[Task description]: Rewrite only the lines from the one containing "For the benchmark card, identify each instance of the golden" through the end of the rows, both included, keeping the requests and scaling every point coordinate in the answers by 0.2, rounded to whole numbers with halves rounded up. Leave the pictures out.

[Dataset rows]:
━━━━━━━━━━━━━━━━

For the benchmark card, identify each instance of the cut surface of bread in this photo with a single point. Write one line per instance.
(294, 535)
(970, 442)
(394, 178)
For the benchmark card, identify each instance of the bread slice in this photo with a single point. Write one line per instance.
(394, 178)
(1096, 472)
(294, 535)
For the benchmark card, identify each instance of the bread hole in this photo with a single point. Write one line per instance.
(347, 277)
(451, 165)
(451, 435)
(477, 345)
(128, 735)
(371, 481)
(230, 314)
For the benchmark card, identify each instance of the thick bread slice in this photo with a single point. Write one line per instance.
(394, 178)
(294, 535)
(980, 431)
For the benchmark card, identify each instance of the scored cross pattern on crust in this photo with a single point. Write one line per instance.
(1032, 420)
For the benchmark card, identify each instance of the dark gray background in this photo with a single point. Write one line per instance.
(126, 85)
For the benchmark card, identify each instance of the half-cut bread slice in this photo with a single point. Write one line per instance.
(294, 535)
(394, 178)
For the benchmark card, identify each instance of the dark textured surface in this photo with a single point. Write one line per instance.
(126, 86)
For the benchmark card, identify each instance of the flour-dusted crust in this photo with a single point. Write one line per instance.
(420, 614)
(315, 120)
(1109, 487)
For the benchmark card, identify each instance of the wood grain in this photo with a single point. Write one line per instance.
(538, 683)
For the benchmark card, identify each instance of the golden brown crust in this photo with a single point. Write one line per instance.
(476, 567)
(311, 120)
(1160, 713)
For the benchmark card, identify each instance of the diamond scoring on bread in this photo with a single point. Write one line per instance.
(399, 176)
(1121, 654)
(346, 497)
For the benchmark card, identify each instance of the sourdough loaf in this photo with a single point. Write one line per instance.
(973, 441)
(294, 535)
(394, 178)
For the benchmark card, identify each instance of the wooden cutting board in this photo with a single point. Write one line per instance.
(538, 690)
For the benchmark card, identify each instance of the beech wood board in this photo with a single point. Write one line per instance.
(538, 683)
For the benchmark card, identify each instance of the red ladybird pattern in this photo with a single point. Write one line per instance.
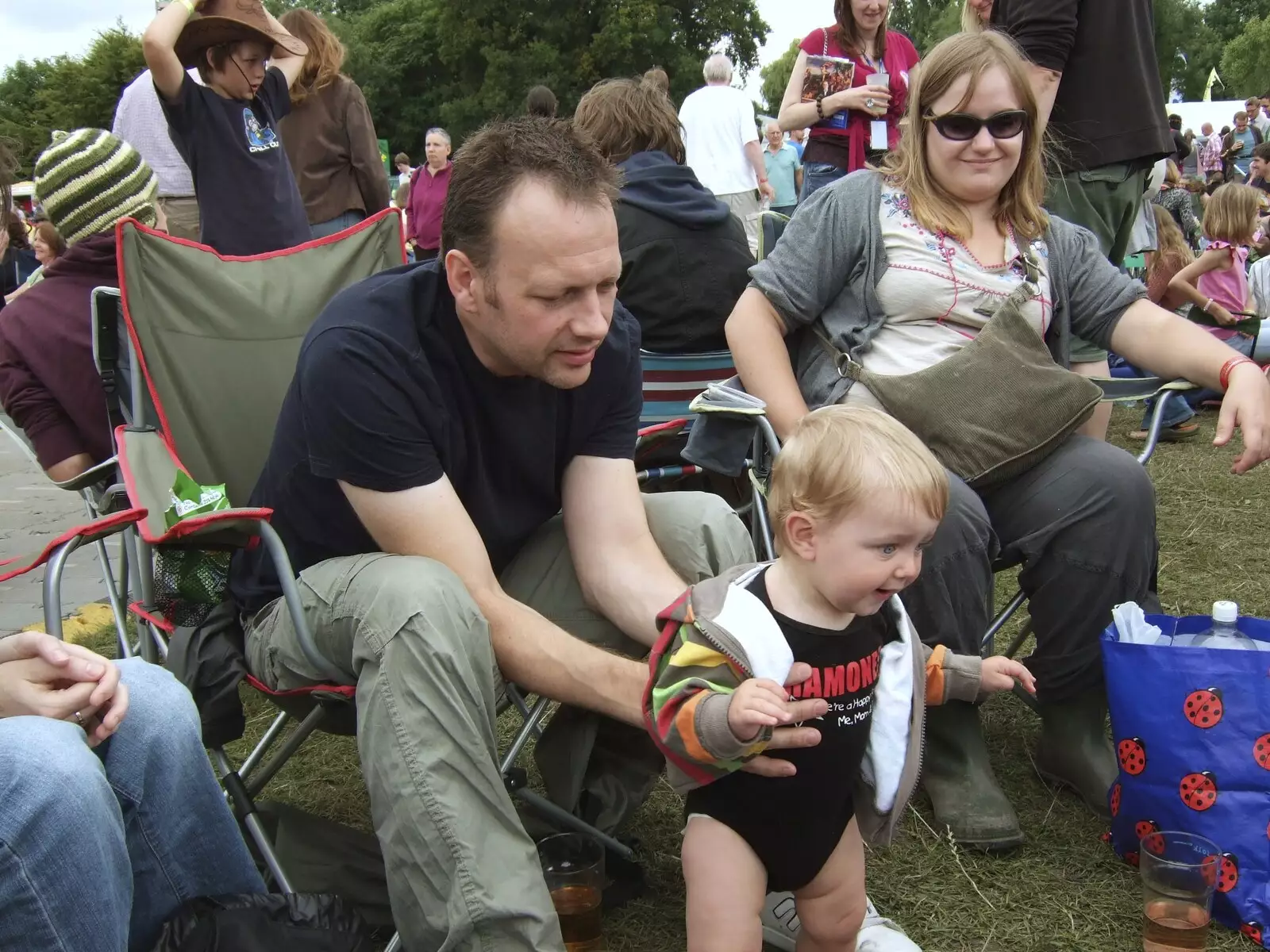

━━━━━━━━━━━━━━━━

[Answer]:
For the benchmark card, identify each instance of the golden brown crust in this photo with a single point. Write one line per instance.
(95, 113)
(62, 24)
(232, 143)
For the benchmark card, identify each instance of the diamond scoring on bread in this photo with a single point. Write one line per instance.
(80, 35)
(224, 131)
(69, 99)
For the benchmark card, identify each instance of the sourdough loaf in this photo with a single point. Write one line per instance.
(195, 88)
(59, 107)
(79, 36)
For the benchmark card, identify each instance of the wooden cutting board in this photo with a single point. Write one line per instance.
(108, 138)
For the benchmark card, identify each instance of the beech wood board in this photo with a single point. Write one line per instance.
(108, 137)
For the benchmark card, identify each instance of the red ladybird pattern in this photo with a single point. Write one line per instance.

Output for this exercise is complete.